**Brano di testo**
----------------------------------------

Il criterio distintivo si fonda sul contenuto della scelta urbanistica prevista nel vincolo: laddove lo strumento urbanistico contempli attraverso la realizzazione di un’opera pubblica o di pubblico interesse il compimento di una procedura espropriativa, nei cinque decorrenti dall’apposizione del vincolo deve necessariamente intervenire la dichiarazione di pubblica utilità; sfugge alla decadenza quinquennale quel vincolo che per mezzo della zonizzazione vada a configurare il modo d’essere di un’area e, consequenzialmente del diritto di proprietà in essa presente.
La connessione esistente fra vincoli espropriativi e localizzazione e la portata lesiva dei vincoli stessi comporta l’obbligo per l’Amministrazione di agire nel rispetto dei termini di decadenza quinquennale, non potendo il diritto di proprietà essere esposto ad una paralisi sine die.
Da questo punto di vista il legislatore offre un’occasione di rinnovo procedimentale all’Amministrazione, stabilendo al comma 4 che «il vincolo preordinato all’esproprio, dopo la sua decadenza può essere motivatamente reiterato con la rinnovazione dei procedimenti previsti al comma 1 e tenendo conto delle esigenze di soddisfazione degli standard».
Il potere di rinnovo del vincolo, per scongiurare il rischio di una violazione del diritto di proprietà inutile, è stato subordinato alla presenza di due condizioni essenziali: la previsione di un indennizzo che compensi il perdurante sacrificio del diritto dominicale e l’estrinsecazione delle ragioni di pubblico interesse che giustifichino la reiterazione del vincolo decaduto.

----------------------------------------

**Righe fornite**
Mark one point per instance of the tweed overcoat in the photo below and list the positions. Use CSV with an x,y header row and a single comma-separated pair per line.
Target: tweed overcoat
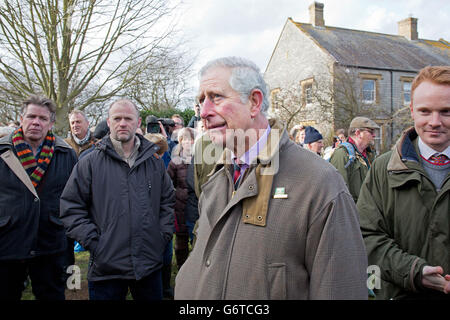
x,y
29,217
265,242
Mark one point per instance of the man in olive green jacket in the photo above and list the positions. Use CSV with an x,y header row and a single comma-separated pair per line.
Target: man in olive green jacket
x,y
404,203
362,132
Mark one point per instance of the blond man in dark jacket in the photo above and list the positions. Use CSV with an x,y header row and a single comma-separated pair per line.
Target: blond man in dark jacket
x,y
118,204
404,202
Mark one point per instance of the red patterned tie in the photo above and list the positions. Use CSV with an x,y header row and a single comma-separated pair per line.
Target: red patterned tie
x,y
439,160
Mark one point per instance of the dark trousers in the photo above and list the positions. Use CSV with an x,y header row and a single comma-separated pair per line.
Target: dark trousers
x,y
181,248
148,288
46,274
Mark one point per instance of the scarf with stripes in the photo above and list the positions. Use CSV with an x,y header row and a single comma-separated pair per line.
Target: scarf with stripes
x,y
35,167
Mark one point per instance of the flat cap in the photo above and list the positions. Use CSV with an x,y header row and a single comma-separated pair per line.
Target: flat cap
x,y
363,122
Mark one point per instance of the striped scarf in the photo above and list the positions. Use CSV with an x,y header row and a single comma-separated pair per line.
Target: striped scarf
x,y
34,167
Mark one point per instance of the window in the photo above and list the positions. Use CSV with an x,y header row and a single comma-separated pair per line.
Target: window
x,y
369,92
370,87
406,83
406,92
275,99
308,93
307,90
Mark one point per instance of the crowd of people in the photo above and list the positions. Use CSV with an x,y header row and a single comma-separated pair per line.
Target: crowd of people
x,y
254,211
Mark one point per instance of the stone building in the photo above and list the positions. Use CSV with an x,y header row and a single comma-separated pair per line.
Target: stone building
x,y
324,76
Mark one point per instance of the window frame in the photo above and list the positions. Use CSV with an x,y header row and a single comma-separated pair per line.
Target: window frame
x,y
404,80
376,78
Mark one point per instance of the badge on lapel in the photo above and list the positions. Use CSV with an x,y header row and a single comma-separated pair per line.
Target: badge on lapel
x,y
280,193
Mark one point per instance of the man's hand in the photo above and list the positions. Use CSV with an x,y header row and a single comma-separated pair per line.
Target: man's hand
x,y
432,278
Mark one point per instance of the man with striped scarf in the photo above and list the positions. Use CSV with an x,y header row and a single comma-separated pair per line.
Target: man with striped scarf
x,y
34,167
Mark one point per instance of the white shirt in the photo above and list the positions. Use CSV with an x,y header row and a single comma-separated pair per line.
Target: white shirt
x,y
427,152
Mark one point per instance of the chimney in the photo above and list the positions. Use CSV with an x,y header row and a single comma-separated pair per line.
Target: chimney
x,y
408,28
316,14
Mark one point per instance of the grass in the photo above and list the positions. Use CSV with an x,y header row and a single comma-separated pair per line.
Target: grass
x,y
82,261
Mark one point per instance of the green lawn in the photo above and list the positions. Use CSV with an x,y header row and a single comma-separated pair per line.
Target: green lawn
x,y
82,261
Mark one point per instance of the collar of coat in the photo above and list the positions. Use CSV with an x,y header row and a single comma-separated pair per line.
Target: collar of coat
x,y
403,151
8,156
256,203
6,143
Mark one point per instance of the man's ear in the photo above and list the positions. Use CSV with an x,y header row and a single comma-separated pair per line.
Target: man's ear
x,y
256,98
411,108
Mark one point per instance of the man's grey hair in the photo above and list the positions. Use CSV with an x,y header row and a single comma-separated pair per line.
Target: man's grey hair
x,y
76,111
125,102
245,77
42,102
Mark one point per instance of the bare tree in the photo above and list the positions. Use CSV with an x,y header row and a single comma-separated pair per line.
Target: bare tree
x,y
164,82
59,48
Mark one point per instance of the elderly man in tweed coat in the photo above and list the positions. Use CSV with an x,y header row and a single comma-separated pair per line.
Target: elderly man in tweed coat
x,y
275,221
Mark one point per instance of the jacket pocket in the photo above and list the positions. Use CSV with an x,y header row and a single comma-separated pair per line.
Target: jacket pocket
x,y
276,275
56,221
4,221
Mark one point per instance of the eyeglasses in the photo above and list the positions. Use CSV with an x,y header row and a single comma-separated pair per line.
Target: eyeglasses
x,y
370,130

----------------------------------------

**Descrizione del compito**
Prosegui il brano sui vincoli preordinati all'esproprio a partire dal punto in cui si interrompe.

**Risposta all'esercizio**
Trattandosi di una scelta amministrativa dalla natura evidentemente discrezionale, essa non può prescindere dal coinvolgimento del privato proprietario cui va riconosciuto il diritto di partecipazione al procedimento; infatti in assenza di solidi presupposti giuridici in grado di assicurare la legittimità della reiterazione, il privato ha diritto ad una ritipizzazione urbanistica di quella proprietà che l’inerzia dell’Amministrazione espropriante abbia trasformato in una zona bianca.
Qualora la volontà dell’Amministrazione sia quella di riproporre il vincolo scaduto diventa necessario dimostrare le permanenti ragioni di pubblico interesse in nome delle quali l’opera pubblica ancora non realizzata, debba essere portata a compimento.
Ciò premesso, la connotazione evidentemente lesiva del vincolo preordinato all’esproprio, comporta per il proprietario leso un diritto alla partecipazione anche in assenza di previsioni urbanistiche decadute.
L’art. 11 infatti stabilisce due ipotesi nelle quali il proprietario debba essere notiziato dell’avvio del procedimento di approvazione del vincolo.
La prima ipotesi corrisponde all’adozione di una variante al piano regolatore per la realizzazione di una singola opera pubblica, almeno venti giorni prima della delibera del consiglio comunale.
La seconda ipotesi si verifica quando l’opera da realizzare non sia prevista nello strumento urbanistico generale ed in tal caso la stessa, ai sensi dell’art. 10 del testo unico, può essere individuata all’interno di una conferenza di servizi, con un accordo di programma, con un intesa o con il ricorso alla variante semplificata.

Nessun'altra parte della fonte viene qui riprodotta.